__DATASET EXTRACT__:
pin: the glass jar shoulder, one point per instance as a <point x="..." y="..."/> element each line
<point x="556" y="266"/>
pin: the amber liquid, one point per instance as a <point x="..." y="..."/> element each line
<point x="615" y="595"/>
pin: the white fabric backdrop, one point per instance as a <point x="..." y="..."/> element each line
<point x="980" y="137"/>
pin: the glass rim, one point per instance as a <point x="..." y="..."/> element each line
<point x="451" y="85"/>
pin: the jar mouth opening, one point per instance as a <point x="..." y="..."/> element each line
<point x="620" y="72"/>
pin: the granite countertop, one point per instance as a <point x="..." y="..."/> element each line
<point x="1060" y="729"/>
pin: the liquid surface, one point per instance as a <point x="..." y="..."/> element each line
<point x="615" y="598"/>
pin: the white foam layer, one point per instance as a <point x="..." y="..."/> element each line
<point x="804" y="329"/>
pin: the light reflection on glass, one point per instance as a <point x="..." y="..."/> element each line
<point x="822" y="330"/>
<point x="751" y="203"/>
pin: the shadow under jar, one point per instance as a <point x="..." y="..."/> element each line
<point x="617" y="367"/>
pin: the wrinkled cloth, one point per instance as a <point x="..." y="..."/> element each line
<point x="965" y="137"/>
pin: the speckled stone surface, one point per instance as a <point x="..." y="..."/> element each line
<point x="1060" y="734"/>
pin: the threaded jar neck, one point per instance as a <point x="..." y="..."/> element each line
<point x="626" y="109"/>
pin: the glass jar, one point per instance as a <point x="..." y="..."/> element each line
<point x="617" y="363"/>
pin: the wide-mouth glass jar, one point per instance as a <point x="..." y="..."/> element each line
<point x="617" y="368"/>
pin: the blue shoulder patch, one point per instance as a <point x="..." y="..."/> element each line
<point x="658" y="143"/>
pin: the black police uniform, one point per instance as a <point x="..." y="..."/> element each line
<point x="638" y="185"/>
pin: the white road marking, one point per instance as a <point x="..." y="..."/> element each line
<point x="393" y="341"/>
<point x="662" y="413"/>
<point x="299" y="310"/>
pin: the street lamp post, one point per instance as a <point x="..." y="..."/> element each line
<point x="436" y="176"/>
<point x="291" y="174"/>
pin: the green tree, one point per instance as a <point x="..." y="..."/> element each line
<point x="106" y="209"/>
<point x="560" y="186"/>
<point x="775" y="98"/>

__REQUIRED TASK__: All of the lines above must be returned exactly.

__TASK ANSWER__:
pin: the glass jar shoulder, one point per instance as a <point x="..." y="..."/> element each line
<point x="556" y="266"/>
pin: the amber liquid, one point per instance as a <point x="..." y="..."/> element each line
<point x="615" y="595"/>
pin: the white fabric backdrop, one point per instance as a <point x="..." y="..."/> element each line
<point x="980" y="137"/>
pin: the glass rim, one point per instance as a <point x="..." y="..."/> element each line
<point x="451" y="85"/>
pin: the jar mouth opening, one point per instance as a <point x="..." y="..."/> element each line
<point x="620" y="72"/>
pin: the granite countertop, one point per instance as a <point x="..." y="..."/> element each line
<point x="1060" y="729"/>
pin: the liquid surface, one point per instance as a <point x="..." y="..."/> element each line
<point x="615" y="598"/>
pin: the white foam layer, one point per instance as a <point x="..." y="..."/> element each line
<point x="804" y="329"/>
pin: the light reflection on glass, one point per instance as a <point x="..." y="..."/> element each line
<point x="822" y="330"/>
<point x="751" y="203"/>
pin: the shadow under jar, one point per instance as a <point x="..." y="..."/> element each line
<point x="617" y="367"/>
pin: the wrinkled cloth, one point per instance as a <point x="..." y="..."/> element each line
<point x="965" y="137"/>
pin: the speckled stone surface, one point per instance as a <point x="..." y="..."/> element each line
<point x="1060" y="734"/>
pin: the threaded jar neck, one point per instance as a <point x="..." y="..."/> element each line
<point x="626" y="109"/>
pin: the glass jar, one point per instance as a <point x="..." y="..."/> element each line
<point x="617" y="363"/>
pin: the wide-mouth glass jar, one point per instance as a <point x="..." y="..."/> element each line
<point x="617" y="368"/>
pin: the blue shoulder patch, one point per instance as a <point x="..." y="..."/> element each line
<point x="658" y="143"/>
pin: the black police uniform, one point per instance as a <point x="..." y="..."/> element each line
<point x="638" y="185"/>
pin: the white road marking, one point per instance as a <point x="..." y="..."/> element each line
<point x="393" y="341"/>
<point x="662" y="413"/>
<point x="299" y="310"/>
pin: the street lamp post, one point per instance as a <point x="..." y="..."/> element each line
<point x="436" y="176"/>
<point x="291" y="174"/>
pin: the green tree, one point per instance as a <point x="..." y="..."/> element each line
<point x="106" y="209"/>
<point x="560" y="186"/>
<point x="775" y="98"/>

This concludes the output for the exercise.